This is an archive of the discontinued LLVM Phabricator instance.

[AArch64]SME2 Multi-single vector SVE Destructive 2 and 4 Registers
ClosedPublic

Authored by CarolineConcatto on Oct 10 2022, 1:51 AM.

Details

Summary

This patch adds the assembly/disassembly for the following instructions:

ADD (to vector): Add replicated single vector to multi-vector with multi-vector result.
SQDMULH (multiple and single vector): Multi-vector signed saturating doubling multiply high by vector.

for 2 and 4 ZA SVE registers.

The reference can be found here:

https://developer.arm.com/documentation/ddi0602/2022-09

It also adds more size for the multiple register tuple:

ZZ_b_mul_r,  ZZ_h_mul_r,
ZZZZ_b_mul_r,  ZZZZ_h_mul_r,

for 8 bits and 16 bits with 2 and 4 ZA registers.

Depends on: D135468

Diff Detail

Event Timeline

CarolineConcatto requested review of this revision.Oct 10 2022, 1:51 AM
Herald added a project: Restricted Project. · View Herald TranscriptOct 10 2022, 1:51 AM
  • Add missing diagnostics for the ZA multiple operands
Matt added a subscriber: Matt.Oct 10 2022, 10:52 PM
dmgreen added inline comments.
llvm/test/MC/AArch64/SME2/add.s
47

Your find-and-replace looks like it went a bit too far :)

sdesmalen added inline comments.Oct 19 2022, 7:03 AM
llvm/lib/Target/AArch64/AArch64RegisterInfo.td
1100

Using ZPR2 here (and ZPR4 for ZZZZ_b_mul_r) isn't correct.

ZPR2 allows:

{z0.b, z1.b}
{z1.b, z2.b}
{z2.b, z3.b}
{z3.b, z4.b}
...

But {z1.b, z2.b} and {z3.b, z4.b} are not valid for ZZ_b_mul_r, because the first register must be a multiple of 2.

To fix this, you can create a new register class that only takes the "even" pairs (for ZPR2) or every fourth quad (for ZPR4) like this:

// SME2 multiple-of-2 or 4 multi-vector operands
def ZPR2Mul2 : RegisterClass<"AArch64", [untyped], 128, (add (decimate ZSeqPairs, 2))> {
  let Size = 256;
}

def ZPR4Mul4 : RegisterClass<"AArch64", [untyped], 128, (add (decimate ZSeqQuads, 4))> {
  let Size = 512;
}
david-arm added inline comments.Oct 19 2022, 7:10 AM
llvm/lib/Target/AArch64/AArch64RegisterInfo.td
1100

This makes sense, although the diagnostics tests do show that we correctly reject registers starting at non-multiples I think? Not sure why this works - perhaps the ParserMatchClass takes care of it?

> [Information supplied]:
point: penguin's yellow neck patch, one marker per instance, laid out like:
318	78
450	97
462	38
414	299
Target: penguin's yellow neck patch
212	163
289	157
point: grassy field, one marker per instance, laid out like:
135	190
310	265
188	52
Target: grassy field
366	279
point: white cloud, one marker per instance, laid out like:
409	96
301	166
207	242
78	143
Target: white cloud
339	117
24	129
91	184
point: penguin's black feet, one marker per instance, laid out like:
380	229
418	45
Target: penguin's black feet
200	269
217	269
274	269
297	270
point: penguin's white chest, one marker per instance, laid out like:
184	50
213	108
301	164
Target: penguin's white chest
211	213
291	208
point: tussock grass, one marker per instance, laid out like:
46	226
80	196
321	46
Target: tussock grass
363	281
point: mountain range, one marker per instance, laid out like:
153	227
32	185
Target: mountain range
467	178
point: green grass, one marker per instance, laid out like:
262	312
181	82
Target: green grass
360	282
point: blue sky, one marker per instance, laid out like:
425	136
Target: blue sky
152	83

...

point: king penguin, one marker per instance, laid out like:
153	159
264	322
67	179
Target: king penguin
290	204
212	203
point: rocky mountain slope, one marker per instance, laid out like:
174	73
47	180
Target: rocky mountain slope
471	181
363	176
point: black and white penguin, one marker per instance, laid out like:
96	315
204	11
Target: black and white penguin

---

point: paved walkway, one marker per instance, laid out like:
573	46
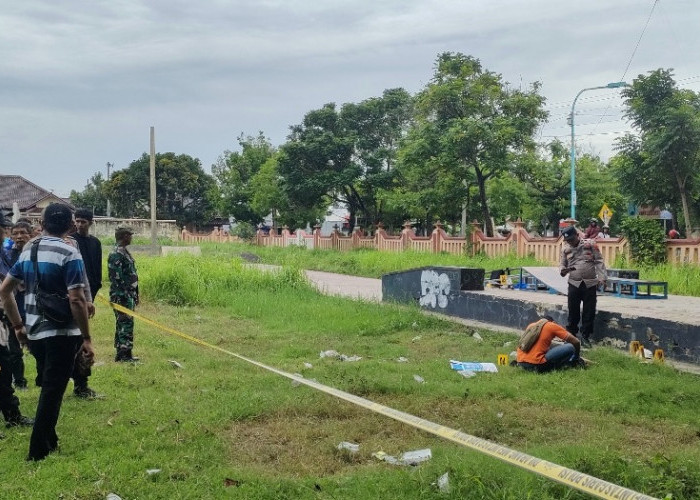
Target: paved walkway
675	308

> [Set of tasks]:
• A. Answer each question from the SME2 patch page.
(i) On what date and at what time was the revision authored?
(ii) Which revision does the patch depend on?
(iii) Which file does sdesmalen's inline comment refer to?
• B. Decide whether each statement agrees with the SME2 patch page. Answer yes or no, and quote the words that settle it.
(i) The patch adds assembly and disassembly for SQDMULH.
(ii) According to sdesmalen, {z1.b, z2.b} is valid for ZZ_b_mul_r.
(iii) In the suggested ZPR4Mul4 register class, Size is set to 256.
• C. List every multiple register tuple that the SME2 patch page says the patch adds.

> [Results in order]:
• A.
(i) Oct 10 2022, 1:51 AM
(ii) D135468
(iii) llvm/lib/Target/AArch64/AArch64RegisterInfo.td

• B.
(i) Yes: "SQDMULH (multiple and single vector): Multi-vector signed saturating doubling multiply high by vector."
(ii) No: "But {z1.b, z2.b} and {z3.b, z4.b} are not valid for ZZ_b_mul_r, because the first register must be a multiple of 2."
(iii) No: "let Size = 512;"

• C. ZZ_b_mul_r, ZZ_h_mul_r, ZZZZ_b_mul_r, ZZZZ_h_mul_r